- Your task -
If an entry contains a picture, leave the picture out and reproduce everything else in the records below exactly.
─── Source data ───
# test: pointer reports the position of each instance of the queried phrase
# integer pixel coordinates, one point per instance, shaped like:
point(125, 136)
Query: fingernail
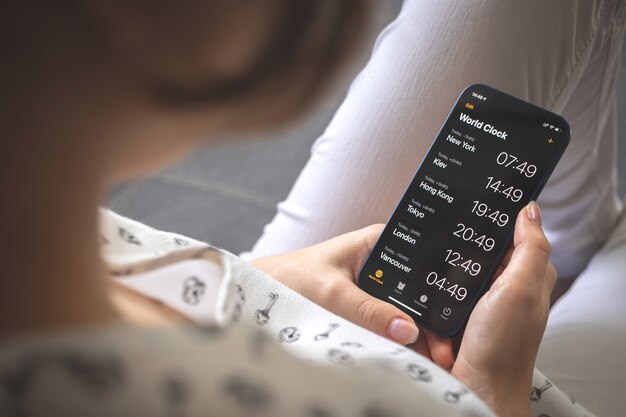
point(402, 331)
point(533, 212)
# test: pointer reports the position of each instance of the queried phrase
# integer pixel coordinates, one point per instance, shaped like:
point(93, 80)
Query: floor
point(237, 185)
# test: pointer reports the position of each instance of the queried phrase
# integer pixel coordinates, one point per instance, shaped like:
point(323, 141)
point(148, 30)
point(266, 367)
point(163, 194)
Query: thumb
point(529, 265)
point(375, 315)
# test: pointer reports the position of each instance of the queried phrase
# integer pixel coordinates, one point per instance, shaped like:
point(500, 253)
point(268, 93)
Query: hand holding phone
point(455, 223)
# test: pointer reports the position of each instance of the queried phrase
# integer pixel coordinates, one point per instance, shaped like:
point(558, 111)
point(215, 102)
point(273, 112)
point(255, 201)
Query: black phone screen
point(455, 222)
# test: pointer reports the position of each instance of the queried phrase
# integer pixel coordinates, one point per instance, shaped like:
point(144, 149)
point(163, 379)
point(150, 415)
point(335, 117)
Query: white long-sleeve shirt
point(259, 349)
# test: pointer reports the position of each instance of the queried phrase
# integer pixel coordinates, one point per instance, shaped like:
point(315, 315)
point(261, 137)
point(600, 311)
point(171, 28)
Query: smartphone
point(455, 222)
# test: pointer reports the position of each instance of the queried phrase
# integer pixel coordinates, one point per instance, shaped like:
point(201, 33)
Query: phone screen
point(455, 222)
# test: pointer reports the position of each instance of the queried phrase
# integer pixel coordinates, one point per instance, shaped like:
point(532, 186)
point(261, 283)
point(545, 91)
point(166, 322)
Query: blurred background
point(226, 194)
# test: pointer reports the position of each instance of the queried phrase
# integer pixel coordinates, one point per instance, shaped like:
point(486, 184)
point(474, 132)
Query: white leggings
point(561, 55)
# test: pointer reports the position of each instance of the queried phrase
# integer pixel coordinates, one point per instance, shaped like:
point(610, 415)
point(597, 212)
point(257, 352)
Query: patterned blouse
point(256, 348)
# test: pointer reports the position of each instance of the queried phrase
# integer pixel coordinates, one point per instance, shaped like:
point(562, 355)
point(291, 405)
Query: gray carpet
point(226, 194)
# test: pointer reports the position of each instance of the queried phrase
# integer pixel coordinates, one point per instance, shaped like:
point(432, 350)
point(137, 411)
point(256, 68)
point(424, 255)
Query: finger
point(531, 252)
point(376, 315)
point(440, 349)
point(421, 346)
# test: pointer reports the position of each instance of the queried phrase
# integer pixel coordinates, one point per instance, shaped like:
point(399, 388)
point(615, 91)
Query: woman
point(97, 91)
───
- Answer area -
# test: pointer reports the position of each instance of the queried phrase
# integer pixel coordinates, one point per instance, shaped like:
point(125, 136)
Query: fingernail
point(402, 331)
point(533, 212)
# test: pointer reports the position of each instance of the queried phrase
# integer pixel coordinates, one point per instance, shaped like:
point(93, 80)
Query: floor
point(237, 185)
# test: pointer reports the position of each instance of the queried phrase
# integer pixel coordinates, one point per instance, shaped like:
point(323, 141)
point(148, 30)
point(266, 367)
point(163, 194)
Query: thumb
point(529, 265)
point(375, 315)
# test: pointer reports the position of each instance of the queried phrase
# integer pixel coordinates, one point per instance, shaped like:
point(500, 253)
point(268, 93)
Query: hand holding phone
point(455, 223)
# test: pointer reports the position of each instance of the queried phrase
# integer pixel coordinates, one point per instance, shaped like:
point(558, 111)
point(215, 102)
point(273, 112)
point(255, 201)
Query: black phone screen
point(455, 222)
# test: pointer reports the position of each instance of the queried phrase
# integer pixel coordinates, one point per instance, shaped like:
point(144, 149)
point(163, 379)
point(150, 415)
point(335, 117)
Query: white long-sleeve shirt
point(259, 349)
# test: pointer reports the position of each instance of the queried phrase
# integer pixel coordinates, one point per instance, shaped like:
point(315, 315)
point(261, 137)
point(600, 311)
point(171, 28)
Query: smartphone
point(455, 222)
# test: pointer reports the position of each instance of the queried phrase
# integer pixel coordinates, one point per instance, shaped like:
point(201, 33)
Query: phone screen
point(455, 222)
# test: pointer reports the position of each instance of the queried phrase
# integer pixel coordinates, one point per instance, shaped like:
point(532, 186)
point(261, 283)
point(545, 91)
point(166, 322)
Query: blurred background
point(226, 194)
# test: pointer reports the position of each instance of the queried phrase
# integer pixel coordinates, one point per instance, shaped like:
point(486, 184)
point(474, 132)
Query: white leggings
point(561, 55)
# test: pointer reports the position of each instance of the queried phrase
# integer pixel coordinates, one point per instance, shaped like:
point(610, 415)
point(597, 212)
point(257, 352)
Query: patterned blouse
point(256, 348)
# test: pointer reports the position of each instance of the queried phrase
# integer pixel coordinates, one point per instance, shaped like:
point(562, 355)
point(291, 405)
Query: gray carpet
point(226, 194)
# test: pointer reports the position of each instance of the queried phrase
# integer pixel coordinates, one point per instance, shaped like:
point(432, 350)
point(137, 411)
point(256, 68)
point(424, 255)
Query: finger
point(531, 252)
point(376, 315)
point(440, 349)
point(421, 346)
# test: pointer reports the position of each instance of the queried phrase
# integer pixel coordinates, one point per instance, shaped like:
point(399, 388)
point(615, 91)
Query: woman
point(97, 91)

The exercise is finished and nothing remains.